▸ **To be done**
Rewrite the records below as a numbered list with one entry per line, skipping any blank lines. Leave the pictures out of your answer.
┄┄┄┄┄┄┄┄┄┄
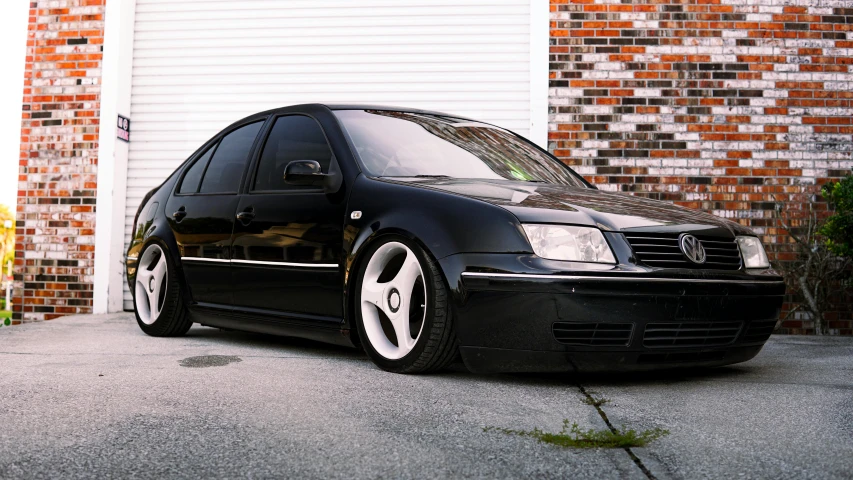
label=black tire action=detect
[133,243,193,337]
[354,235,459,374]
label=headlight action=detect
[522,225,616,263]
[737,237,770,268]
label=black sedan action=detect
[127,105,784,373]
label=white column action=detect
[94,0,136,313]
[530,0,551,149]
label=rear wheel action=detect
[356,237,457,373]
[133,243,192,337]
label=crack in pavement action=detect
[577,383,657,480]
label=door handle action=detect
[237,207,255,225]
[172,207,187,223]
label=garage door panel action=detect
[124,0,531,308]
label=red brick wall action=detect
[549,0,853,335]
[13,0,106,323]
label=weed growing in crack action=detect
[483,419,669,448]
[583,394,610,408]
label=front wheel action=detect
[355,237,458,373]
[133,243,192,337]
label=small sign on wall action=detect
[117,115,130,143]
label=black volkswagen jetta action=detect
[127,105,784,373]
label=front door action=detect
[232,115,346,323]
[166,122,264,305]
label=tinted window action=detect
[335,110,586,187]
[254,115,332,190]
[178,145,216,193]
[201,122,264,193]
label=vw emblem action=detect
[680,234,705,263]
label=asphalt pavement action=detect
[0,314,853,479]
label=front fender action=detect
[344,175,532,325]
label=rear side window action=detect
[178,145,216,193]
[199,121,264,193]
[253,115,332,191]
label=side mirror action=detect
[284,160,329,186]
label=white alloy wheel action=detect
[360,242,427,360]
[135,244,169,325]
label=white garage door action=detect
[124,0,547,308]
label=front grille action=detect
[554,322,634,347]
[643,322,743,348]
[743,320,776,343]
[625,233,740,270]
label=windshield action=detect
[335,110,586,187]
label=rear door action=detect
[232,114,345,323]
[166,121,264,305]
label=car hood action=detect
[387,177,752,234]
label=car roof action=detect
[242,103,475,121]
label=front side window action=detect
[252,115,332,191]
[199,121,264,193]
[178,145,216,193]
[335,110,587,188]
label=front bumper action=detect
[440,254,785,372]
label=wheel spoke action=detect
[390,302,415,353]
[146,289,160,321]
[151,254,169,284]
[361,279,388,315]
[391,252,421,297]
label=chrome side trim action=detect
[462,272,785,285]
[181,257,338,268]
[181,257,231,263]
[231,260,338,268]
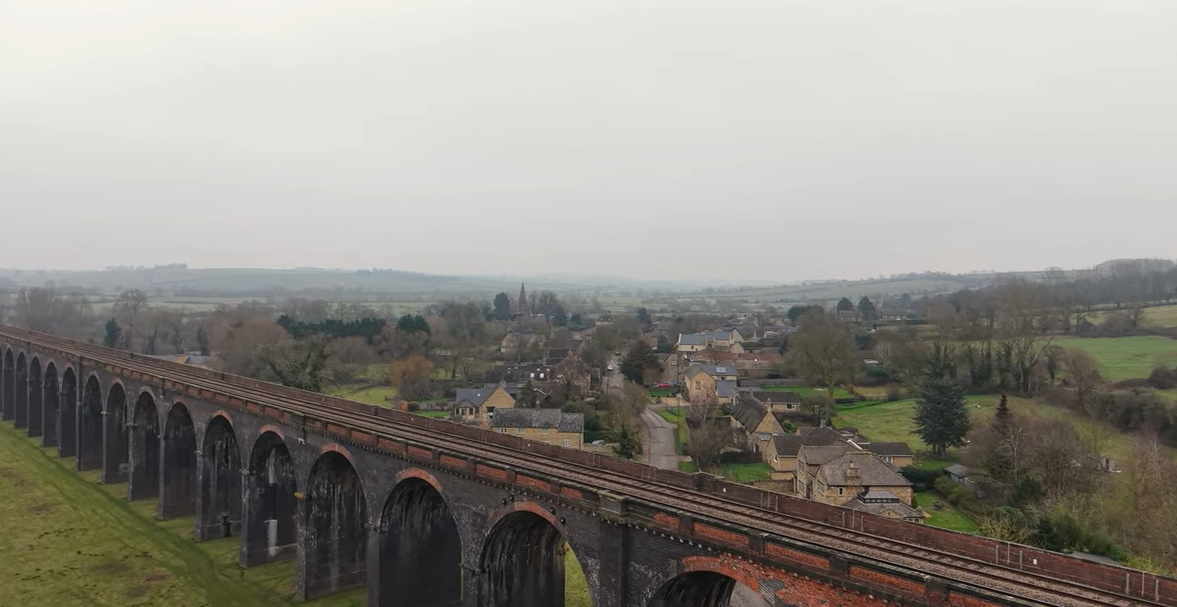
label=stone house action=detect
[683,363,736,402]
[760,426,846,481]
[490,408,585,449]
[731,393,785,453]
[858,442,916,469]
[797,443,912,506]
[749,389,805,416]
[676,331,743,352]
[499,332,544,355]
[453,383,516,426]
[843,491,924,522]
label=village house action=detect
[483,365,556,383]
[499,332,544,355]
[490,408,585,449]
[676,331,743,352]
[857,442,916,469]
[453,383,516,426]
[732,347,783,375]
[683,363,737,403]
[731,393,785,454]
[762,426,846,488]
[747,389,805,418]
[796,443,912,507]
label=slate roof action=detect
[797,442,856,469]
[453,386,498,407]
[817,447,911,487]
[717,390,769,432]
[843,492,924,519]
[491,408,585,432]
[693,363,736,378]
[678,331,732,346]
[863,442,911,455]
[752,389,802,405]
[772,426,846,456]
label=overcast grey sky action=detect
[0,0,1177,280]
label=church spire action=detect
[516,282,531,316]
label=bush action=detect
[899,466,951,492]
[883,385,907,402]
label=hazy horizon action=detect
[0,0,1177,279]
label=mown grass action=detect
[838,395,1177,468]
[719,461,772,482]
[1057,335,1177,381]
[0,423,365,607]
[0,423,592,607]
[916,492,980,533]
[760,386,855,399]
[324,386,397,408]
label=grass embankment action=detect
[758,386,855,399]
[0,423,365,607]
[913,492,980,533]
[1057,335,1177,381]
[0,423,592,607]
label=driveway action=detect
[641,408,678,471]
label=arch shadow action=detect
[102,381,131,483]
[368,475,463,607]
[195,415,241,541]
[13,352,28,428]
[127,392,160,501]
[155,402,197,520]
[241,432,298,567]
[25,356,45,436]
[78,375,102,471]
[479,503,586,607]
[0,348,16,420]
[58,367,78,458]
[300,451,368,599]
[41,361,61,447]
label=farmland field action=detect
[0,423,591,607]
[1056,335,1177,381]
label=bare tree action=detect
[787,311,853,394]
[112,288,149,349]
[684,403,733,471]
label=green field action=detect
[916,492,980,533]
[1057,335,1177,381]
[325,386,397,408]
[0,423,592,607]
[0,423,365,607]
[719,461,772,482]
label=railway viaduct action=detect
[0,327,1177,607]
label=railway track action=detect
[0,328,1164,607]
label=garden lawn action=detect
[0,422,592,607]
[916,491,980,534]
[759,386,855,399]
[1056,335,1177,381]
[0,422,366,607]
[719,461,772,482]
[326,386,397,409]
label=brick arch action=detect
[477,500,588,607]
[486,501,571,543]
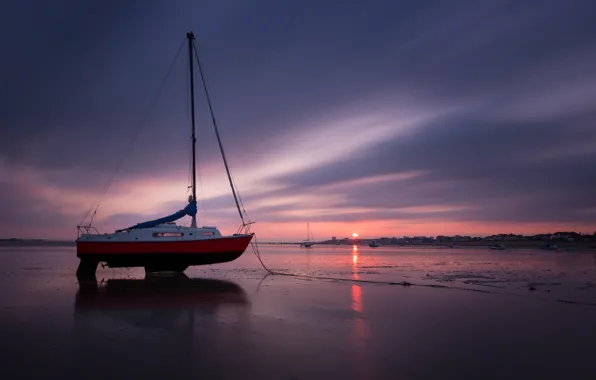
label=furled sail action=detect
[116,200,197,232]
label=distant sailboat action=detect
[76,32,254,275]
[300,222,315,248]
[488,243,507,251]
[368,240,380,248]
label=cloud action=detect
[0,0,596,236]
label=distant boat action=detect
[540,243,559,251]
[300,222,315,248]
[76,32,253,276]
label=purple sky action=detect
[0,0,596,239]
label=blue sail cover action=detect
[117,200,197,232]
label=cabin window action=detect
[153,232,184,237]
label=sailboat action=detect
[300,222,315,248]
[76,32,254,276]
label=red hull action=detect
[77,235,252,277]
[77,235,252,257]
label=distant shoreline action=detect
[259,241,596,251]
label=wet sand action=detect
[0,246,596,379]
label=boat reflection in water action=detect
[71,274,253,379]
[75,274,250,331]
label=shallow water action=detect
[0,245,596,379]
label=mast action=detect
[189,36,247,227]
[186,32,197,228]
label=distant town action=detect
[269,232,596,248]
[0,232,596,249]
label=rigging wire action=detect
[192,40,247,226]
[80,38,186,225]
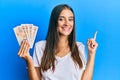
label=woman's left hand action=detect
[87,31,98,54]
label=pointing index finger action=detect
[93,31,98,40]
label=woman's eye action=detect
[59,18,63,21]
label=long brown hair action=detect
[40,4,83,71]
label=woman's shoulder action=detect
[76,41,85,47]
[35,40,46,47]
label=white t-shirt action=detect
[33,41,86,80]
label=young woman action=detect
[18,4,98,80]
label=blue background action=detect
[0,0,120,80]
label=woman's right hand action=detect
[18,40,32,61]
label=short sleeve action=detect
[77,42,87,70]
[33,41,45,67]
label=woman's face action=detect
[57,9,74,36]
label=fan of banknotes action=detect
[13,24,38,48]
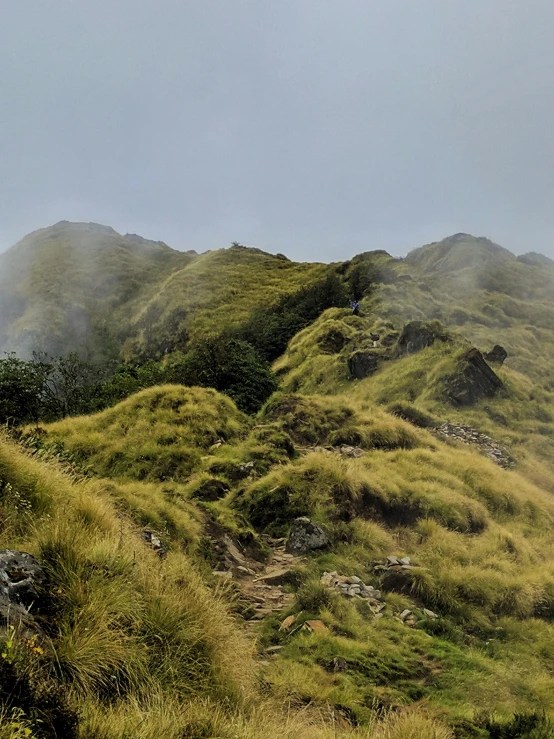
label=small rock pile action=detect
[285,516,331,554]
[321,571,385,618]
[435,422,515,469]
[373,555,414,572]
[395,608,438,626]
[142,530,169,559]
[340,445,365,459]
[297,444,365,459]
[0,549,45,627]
┄┄┄┄┄┄┄┄┄┄
▸ **Exercise answer**
1. label=black tire action=detect
2. [133,243,193,337]
3. [354,235,459,374]
4. label=headlight action=detect
5. [522,225,616,263]
6. [737,237,770,268]
7. label=black sedan action=detect
8. [127,105,784,373]
9. label=white column action=detect
10. [94,0,136,313]
11. [530,0,551,149]
12. label=rear wheel action=detect
13. [356,237,457,373]
14. [133,243,192,337]
15. label=crack in pavement action=detect
16. [577,383,657,480]
17. label=door handle action=detect
18. [237,207,255,225]
19. [172,207,187,223]
20. label=garage door panel action=detect
21. [124,0,531,308]
22. label=red brick wall action=detect
23. [549,0,853,335]
24. [13,0,106,323]
25. label=weed growing in crack action=detect
26. [483,419,669,448]
27. [583,394,610,408]
28. label=front wheel action=detect
29. [355,237,458,373]
30. [133,243,192,337]
31. label=small sign on wall action=detect
32. [117,115,130,143]
33. label=black volkswagen jetta action=detect
34. [127,105,784,373]
35. label=front door action=detect
36. [232,115,346,323]
37. [166,122,264,305]
38. label=tinted window action=detect
39. [335,110,586,187]
40. [254,115,332,190]
41. [178,145,216,193]
42. [201,122,264,193]
43. label=vw emblem action=detect
44. [680,234,705,263]
45. label=asphalt pavement action=detect
46. [0,314,853,479]
47. label=front fender action=detect
48. [344,175,532,325]
49. label=rear side window action=detect
50. [178,145,216,193]
51. [199,121,264,193]
52. [253,115,332,191]
53. label=side mirror action=detect
54. [284,160,329,186]
55. label=white alloy wheel action=detect
56. [360,242,427,360]
57. [135,244,169,325]
58. label=white garage door action=detect
59. [124,0,547,308]
60. label=front grille action=detect
61. [554,322,634,347]
62. [643,322,743,348]
63. [743,320,776,343]
64. [625,233,740,270]
65. label=windshield action=detect
66. [335,110,586,187]
67. label=rear door action=detect
68. [232,114,345,323]
69. [166,121,264,305]
70. label=car hood action=detect
71. [387,177,752,234]
72. label=car roof action=detect
73. [242,103,475,121]
74. label=front side window action=detect
75. [252,115,332,191]
76. [199,121,264,193]
77. [178,145,216,193]
78. [335,110,587,188]
79. label=front bumper action=detect
80. [440,254,785,372]
81. label=wheel spoke action=detect
82. [390,302,415,353]
83. [146,289,160,321]
84. [151,254,169,284]
85. [361,279,388,315]
86. [391,252,421,297]
87. label=chrome side trim action=detect
88. [462,272,785,285]
89. [181,257,338,268]
90. [181,257,231,263]
91. [231,260,338,268]
92. label=stone house action=detect
93. [683,363,736,402]
94. [760,426,846,481]
95. [490,408,585,449]
96. [731,393,785,453]
97. [858,442,916,469]
98. [797,443,912,506]
99. [749,389,805,416]
100. [676,331,743,352]
101. [499,332,544,355]
102. [453,383,516,426]
103. [843,491,924,522]
104. label=village house action=detect
105. [483,365,556,383]
106. [499,332,544,355]
107. [490,408,585,449]
108. [676,331,743,352]
109. [857,442,916,469]
110. [453,383,516,426]
111. [732,347,783,375]
112. [683,363,737,403]
113. [731,393,785,454]
114. [762,426,846,488]
115. [747,389,805,418]
116. [796,443,912,507]
117. label=slate roof action=detect
118. [797,442,856,469]
119. [453,386,498,407]
120. [817,447,911,487]
121. [717,390,769,432]
122. [843,492,924,519]
123. [491,408,585,432]
124. [693,363,736,378]
125. [678,331,732,346]
126. [863,442,911,455]
127. [752,389,802,405]
128. [772,426,846,456]
129. label=overcast grey sky action=detect
130. [0,0,1177,280]
131. label=church spire action=detect
132. [516,282,531,316]
133. label=bush action=detect
134. [899,466,951,492]
135. [883,385,907,402]
136. label=hazy horizon action=detect
137. [0,0,1177,279]
138. label=mown grass action=detect
139. [838,395,1177,468]
140. [719,461,772,482]
141. [1057,335,1177,381]
142. [0,423,365,607]
143. [0,423,592,607]
144. [916,492,980,533]
145. [760,386,855,399]
146. [324,386,397,408]
147. label=grass embankment action=detect
148. [758,386,855,399]
149. [0,423,365,607]
150. [913,492,980,533]
151. [1057,335,1177,381]
152. [0,423,592,607]
153. label=driveway action=detect
154. [641,408,678,471]
155. label=arch shadow action=detect
156. [102,381,131,483]
157. [368,475,463,607]
158. [195,415,241,541]
159. [13,352,28,428]
160. [127,392,160,501]
161. [155,402,197,520]
162. [241,432,298,567]
163. [25,356,45,436]
164. [78,375,102,471]
165. [479,503,586,607]
166. [0,348,16,420]
167. [58,367,78,458]
168. [300,451,368,599]
169. [41,361,61,447]
170. label=farmland field action=detect
171. [0,423,591,607]
172. [1056,335,1177,381]
173. label=bare tree action=detect
174. [787,311,853,394]
175. [112,288,149,349]
176. [684,403,733,471]
177. label=green field action=detect
178. [916,492,980,533]
179. [1057,335,1177,381]
180. [325,386,397,408]
181. [0,423,592,607]
182. [0,423,365,607]
183. [719,461,772,482]
184. label=railway viaduct action=detect
185. [0,327,1177,607]
186. label=railway track action=detect
187. [0,328,1164,607]
188. label=garden lawn action=detect
189. [0,422,592,607]
190. [916,491,980,534]
191. [759,386,855,399]
192. [1056,335,1177,381]
193. [0,422,366,607]
194. [719,461,772,482]
195. [326,386,397,409]
196. label=brick arch action=detect
197. [477,500,588,607]
198. [486,501,571,543]
199. label=furled sail action=detect
200. [116,200,197,232]
201. label=distant sailboat action=detect
202. [76,32,254,275]
203. [300,222,315,248]
204. [488,243,507,251]
205. [368,240,380,248]
206. label=cloud action=detect
207. [0,0,596,236]
208. label=distant boat action=detect
209. [540,243,559,251]
210. [300,222,315,248]
211. [76,32,253,276]
212. label=purple sky action=detect
213. [0,0,596,239]
214. label=blue sail cover action=detect
215. [117,200,197,232]
216. label=cabin window action=detect
217. [153,232,184,237]
218. label=sailboat action=detect
219. [300,222,315,248]
220. [76,32,254,276]
221. label=red hull action=detect
222. [77,235,252,277]
223. [77,235,252,257]
224. label=distant shoreline action=detect
225. [259,241,596,251]
226. label=wet sand action=detect
227. [0,246,596,379]
228. label=boat reflection in water action=detect
229. [71,274,253,379]
230. [75,274,250,331]
231. label=shallow water action=detect
232. [0,245,596,379]
233. label=mast action=detect
234. [189,36,247,227]
235. [186,32,197,228]
236. label=distant town action=detect
237. [269,232,596,248]
238. [0,232,596,249]
239. label=rigging wire action=detect
240. [192,40,247,226]
241. [80,38,186,225]
242. label=woman's left hand action=detect
243. [87,31,98,54]
244. label=pointing index finger action=detect
245. [93,31,98,40]
246. label=woman's eye action=detect
247. [59,18,63,21]
248. label=long brown hair action=detect
249. [40,4,83,71]
250. label=woman's shoulder action=detect
251. [76,41,85,47]
252. [35,40,46,47]
253. label=white t-shirt action=detect
254. [33,41,86,80]
255. label=young woman action=detect
256. [18,4,98,80]
257. label=blue background action=detect
258. [0,0,120,80]
259. label=woman's right hand action=detect
260. [18,40,32,61]
261. label=short sleeve action=detect
262. [77,42,87,70]
263. [33,41,45,67]
264. label=woman's face action=detect
265. [57,9,74,36]
266. label=fan of banknotes action=detect
267. [13,24,38,48]
268. label=small rock pile action=detect
269. [285,516,331,554]
270. [321,571,385,618]
271. [435,422,515,469]
272. [373,555,414,572]
273. [395,608,438,626]
274. [142,530,169,559]
275. [340,445,365,459]
276. [297,444,365,459]
277. [0,549,45,627]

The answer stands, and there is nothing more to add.